- _EXERCISE AIM_
Copy out verbatim the portion of the listing that begins with the line containing "Where is the rear door window in it?" and runs through the end of the listing, including both of those bounds.
— BEGIN —
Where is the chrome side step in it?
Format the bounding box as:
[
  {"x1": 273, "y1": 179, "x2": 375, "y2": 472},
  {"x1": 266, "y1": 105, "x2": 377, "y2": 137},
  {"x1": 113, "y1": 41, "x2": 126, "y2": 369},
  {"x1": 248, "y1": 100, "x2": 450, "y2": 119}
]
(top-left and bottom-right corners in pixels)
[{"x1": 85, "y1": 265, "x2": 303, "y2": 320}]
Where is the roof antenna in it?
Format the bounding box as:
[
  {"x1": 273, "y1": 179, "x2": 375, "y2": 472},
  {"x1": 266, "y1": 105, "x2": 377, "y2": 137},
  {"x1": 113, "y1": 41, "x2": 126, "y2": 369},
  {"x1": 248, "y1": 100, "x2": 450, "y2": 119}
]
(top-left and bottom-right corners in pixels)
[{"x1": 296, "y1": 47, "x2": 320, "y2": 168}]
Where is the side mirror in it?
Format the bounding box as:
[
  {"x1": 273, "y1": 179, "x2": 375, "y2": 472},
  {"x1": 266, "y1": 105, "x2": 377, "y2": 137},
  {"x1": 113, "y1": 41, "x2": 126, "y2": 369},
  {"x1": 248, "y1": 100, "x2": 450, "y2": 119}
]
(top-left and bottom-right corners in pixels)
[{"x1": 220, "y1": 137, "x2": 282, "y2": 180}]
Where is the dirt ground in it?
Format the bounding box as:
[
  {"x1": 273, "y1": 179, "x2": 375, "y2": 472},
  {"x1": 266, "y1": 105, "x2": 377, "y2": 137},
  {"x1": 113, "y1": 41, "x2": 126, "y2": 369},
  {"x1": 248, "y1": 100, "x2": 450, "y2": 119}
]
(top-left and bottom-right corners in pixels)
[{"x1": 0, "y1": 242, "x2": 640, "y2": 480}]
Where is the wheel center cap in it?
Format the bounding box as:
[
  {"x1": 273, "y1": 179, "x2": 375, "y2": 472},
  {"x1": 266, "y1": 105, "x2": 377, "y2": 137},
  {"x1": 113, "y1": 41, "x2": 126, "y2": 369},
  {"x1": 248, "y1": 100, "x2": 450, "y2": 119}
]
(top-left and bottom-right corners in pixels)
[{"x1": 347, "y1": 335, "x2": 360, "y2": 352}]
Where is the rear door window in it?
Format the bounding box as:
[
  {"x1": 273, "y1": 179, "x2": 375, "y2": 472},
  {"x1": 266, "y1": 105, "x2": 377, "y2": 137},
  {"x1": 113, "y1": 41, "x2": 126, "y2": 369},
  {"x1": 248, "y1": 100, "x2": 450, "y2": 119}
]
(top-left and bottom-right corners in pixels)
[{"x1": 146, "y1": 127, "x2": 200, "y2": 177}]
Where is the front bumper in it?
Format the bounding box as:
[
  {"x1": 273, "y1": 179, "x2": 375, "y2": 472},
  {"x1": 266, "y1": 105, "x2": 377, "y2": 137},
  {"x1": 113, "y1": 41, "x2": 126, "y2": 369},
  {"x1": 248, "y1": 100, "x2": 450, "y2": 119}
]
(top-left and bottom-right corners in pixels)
— END —
- _SOLUTION FOR THIS TASK_
Where is the rear door window in it?
Format the bounding box as:
[
  {"x1": 273, "y1": 179, "x2": 375, "y2": 472},
  {"x1": 266, "y1": 105, "x2": 377, "y2": 137},
  {"x1": 113, "y1": 41, "x2": 126, "y2": 369},
  {"x1": 248, "y1": 100, "x2": 450, "y2": 119}
]
(top-left and bottom-right corners in pixels)
[{"x1": 146, "y1": 127, "x2": 200, "y2": 177}]
Where is the front bumper in it?
Format the bounding box as:
[
  {"x1": 273, "y1": 179, "x2": 375, "y2": 472},
  {"x1": 266, "y1": 105, "x2": 377, "y2": 137},
  {"x1": 113, "y1": 41, "x2": 126, "y2": 369},
  {"x1": 248, "y1": 100, "x2": 450, "y2": 119}
]
(top-left and bottom-right corners in pixels)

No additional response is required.